=== 本文 ===
....
またまた話が堂々巡りのようになってきてしまって、訳分からん状態になっ
ていますが、とにかくどんな編み方でも編むことによるテンションが座枠と
ホゾ部分に相当かかりますし、 座ることで更にその力が大きくなりますの
で、部材が反ったり捻れたりホゾ部分にそうした力がかかりますので、強
度に付いては良く考えてください。特にベニマツのような軟材では相当無
理な部分も出てきますので色々工夫してみてください。
勿論編み込みで部材同士を寄せ合い(締め付け)ますのでホゾが抜ける
事はありませんが、くれぐれも力のかかり方を良く考えてください。

堂々巡りの道草ついでに編み座について少し書いてしまいますが、上の
写真のイスのような編み方と下二つの写真のようなカナコ編みでは一目
瞭然、全く異なる仕上がりになりますが、カナコは縦横の布編みですから
一つ(一枚)の面として捉えて良いと思いますが、上の写真の編み方は前
に書きましたように三層に編み上がり、表面自体は対角に編み目の稜線
が走り、そこからそれぞれ四辺の座枠にかけた部分は、ペーパーコード
が平行に走るだけで独立しています。

こうした編んだ面は長年の使用でロープが伸びたりして面が緩んできます
ので、カナコ編みでは縦横で編んでいますのでわりと変化が目立ちにくい
のですが、上の写真のような編み方ではロープ間がすいてきたりして、カ
ナコ編みに比べて変化が目立ちやすい傾向にあります。ただ座り心地(当
たり)に ついては、普通どんな編み方でも使うことによる面の緩みを見越し
て、編み込み自体はなるべくテンションをかけて編んでいきますので、当初
は当たりが きつく(硬く)感じると思いますが、使うことで段々当たりが柔ら
かくなり 快適な座り心地になってきます。
....
椅子の編み座についての本文から、「勿論編み込みで部材同士を寄せ合い(締め付け)ますのでホゾが抜ける」から「が平行に走るだけで独立しています。」までを一字も変えずに引用すること。

=== 提示資料 ===
....
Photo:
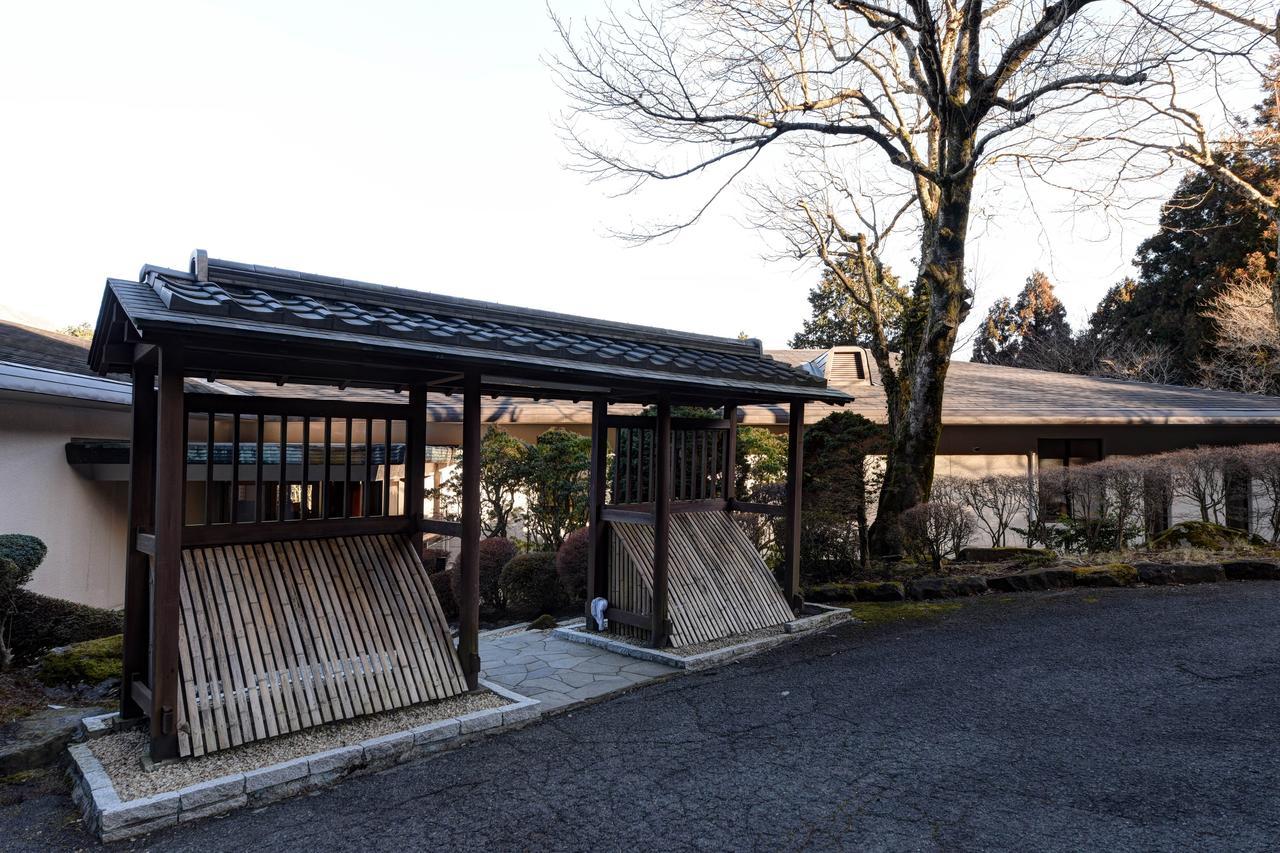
....
=== 解答 ===
勿論編み込みで部材同士を寄せ合い(締め付け)ますのでホゾが抜ける
事はありませんが、くれぐれも力のかかり方を良く考えてください。

堂々巡りの道草ついでに編み座について少し書いてしまいますが、上の
写真のイスのような編み方と下二つの写真のようなカナコ編みでは一目
瞭然、全く異なる仕上がりになりますが、カナコは縦横の布編みですから
一つ(一枚)の面として捉えて良いと思いますが、上の写真の編み方は前
に書きましたように三層に編み上がり、表面自体は対角に編み目の稜線
が走り、そこからそれぞれ四辺の座枠にかけた部分は、ペーパーコード
が平行に走るだけで独立しています。